Da fare ▸
1. Secondo la scheda del libro, quale titolo Bobby Fisher soffiò a Boris Spasskij?
2. Per favore, riporta dalla scheda del libro il passo che comincia con "E per finire" e prosegue fino a "campione del mondo.".

Ti sfido!, Anna Vivarelli, Amedeo Macaluso
Sinnos 2024
NARRATIVA ILLUSTRATA PER MEDI (dai 9 anni)
"Lo spirito di competizione è qualcosa di naturale: difficile negarlo. Lottano tra loro gli atleti, i leader politici, gli artisti, gli scienziati, e forse ognuno di noi, più o meno consapevolmente. E come tutto ciò che è naturale, il desiderio di competere non è né buono né cattivo: dipende da come lo si maneggia.
Talvolta la competizione è l'unico modo per realizzare sé stessi, per ottenere il riconoscimento della propria persona e dei propri meriti, per affermare le proprie convinzioni."
Parlando di duelli veri: in questo libro tutto comincia con un russo e finisce con un altro russo. Vedi il caso...
Alexandr Puškin, scrittore amatissimo in patria, e il suo rivale in amore, l'ufficiale franco olandese Georges D'Anthès, che per anni ne insidiò la moglie, Natal'ja Puškina; i due paleontologi nemici, Cope e Marsch, che combatterono tra loro la cosiddetta guerra delle ossa, facendosi molti reciproci dispetti e soprattutto macchiandosi entrambi di innumerevoli invasioni di campo (di scavo); Marinetti contro Cavallotti per stabilire il primato del più assiduo duellatore italiano. E poi ancora la sfida tra due artisti strepitosi dell'avanguardia novecentesca, entrambi appassionati di alcolici, Pollock e De Kooning o ancora i due fratelli tedeschi Dassler che, intorno alle scarpe da ginnastica, si divisero e si odiarono fino all'ultimo respiro. E anche oltre.
E per finire si torna al punto di partenza con ancora un altro duellante russo, Boris Spasskij, a cui - in piena guerra fredda - un intemperante scacchista statunitense, Bobby Fisher, soffiò il titolo di campione del mondo.

Dati di partenza ▸

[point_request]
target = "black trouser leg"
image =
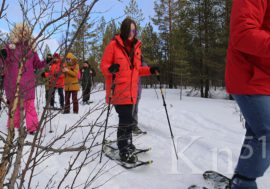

Esercizio svolto ▸
1. Il titolo di campione del mondo.

2.
E per finire si torna al punto di partenza con ancora un altro duellante russo, Boris Spasskij, a cui - in piena guerra fredda - un intemperante scacchista statunitense, Bobby Fisher, soffiò il titolo di campione del mondo.